Materials provided:
————————
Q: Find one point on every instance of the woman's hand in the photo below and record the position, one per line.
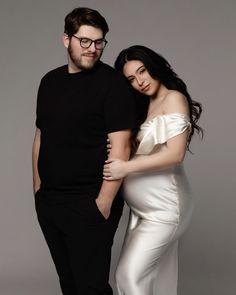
(108, 146)
(114, 169)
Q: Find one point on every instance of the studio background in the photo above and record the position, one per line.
(198, 39)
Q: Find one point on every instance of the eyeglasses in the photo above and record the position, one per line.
(86, 42)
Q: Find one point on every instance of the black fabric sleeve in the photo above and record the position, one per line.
(119, 108)
(39, 99)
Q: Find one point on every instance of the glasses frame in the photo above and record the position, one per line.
(91, 42)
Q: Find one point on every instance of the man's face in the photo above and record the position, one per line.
(83, 58)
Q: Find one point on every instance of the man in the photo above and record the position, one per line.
(79, 106)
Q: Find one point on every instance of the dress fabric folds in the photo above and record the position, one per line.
(160, 209)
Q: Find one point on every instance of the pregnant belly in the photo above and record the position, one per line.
(156, 195)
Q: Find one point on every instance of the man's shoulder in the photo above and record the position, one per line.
(56, 73)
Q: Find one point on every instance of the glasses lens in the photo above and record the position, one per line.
(100, 44)
(85, 43)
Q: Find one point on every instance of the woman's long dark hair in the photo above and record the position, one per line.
(159, 68)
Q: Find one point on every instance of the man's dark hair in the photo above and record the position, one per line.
(84, 16)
————————
Exercise directions:
Rewrite all of the data above with "record the position" replaced by "note the coordinates" and nothing else changed. Leave the pictures out.

Reply to the exercise:
Q: Find one point on every instance of the woman's hand in the photo below and note the coordinates, one per line.
(108, 146)
(114, 169)
Q: Find one point on every instance of the studio background in the photo above and note the coordinates, one per line.
(198, 39)
Q: Find one point on every instance of the eyeglasses in the photo above and note the coordinates, one per line.
(86, 42)
Q: Find one point on every instance of the black fabric sleeve in the photo above and note the coordinates, one per line.
(119, 108)
(39, 99)
Q: Find one point on every instance of the glasses frame in the photo above and note the coordinates, one per line.
(91, 42)
Q: Find one point on every instance of the man's face in the photo above and note the coordinates, one per line.
(83, 58)
Q: Find one point on every instance of the man in the photo above and note the coordinates, one per line.
(79, 106)
Q: Find one point on every instance of the dress fabric folds in the photo above and note the coordinates, one per line.
(160, 209)
Q: Find one point on every instance of the pregnant belly in the photo above and note the coordinates, one per line.
(156, 195)
Q: Find one point on every instance of the man's shoulder in the photo above and note the coordinates, one per line.
(56, 73)
Q: Find one point on every instance of the glasses lens in the photo above and note the coordinates, one per line.
(100, 44)
(85, 43)
Q: Find one point on every instance of the woman's long dark hair in the photo above and note the coordinates, one per line.
(159, 68)
Q: Find one point on every instance of the man's dark hair in the photo above and note the coordinates, one per line.
(84, 16)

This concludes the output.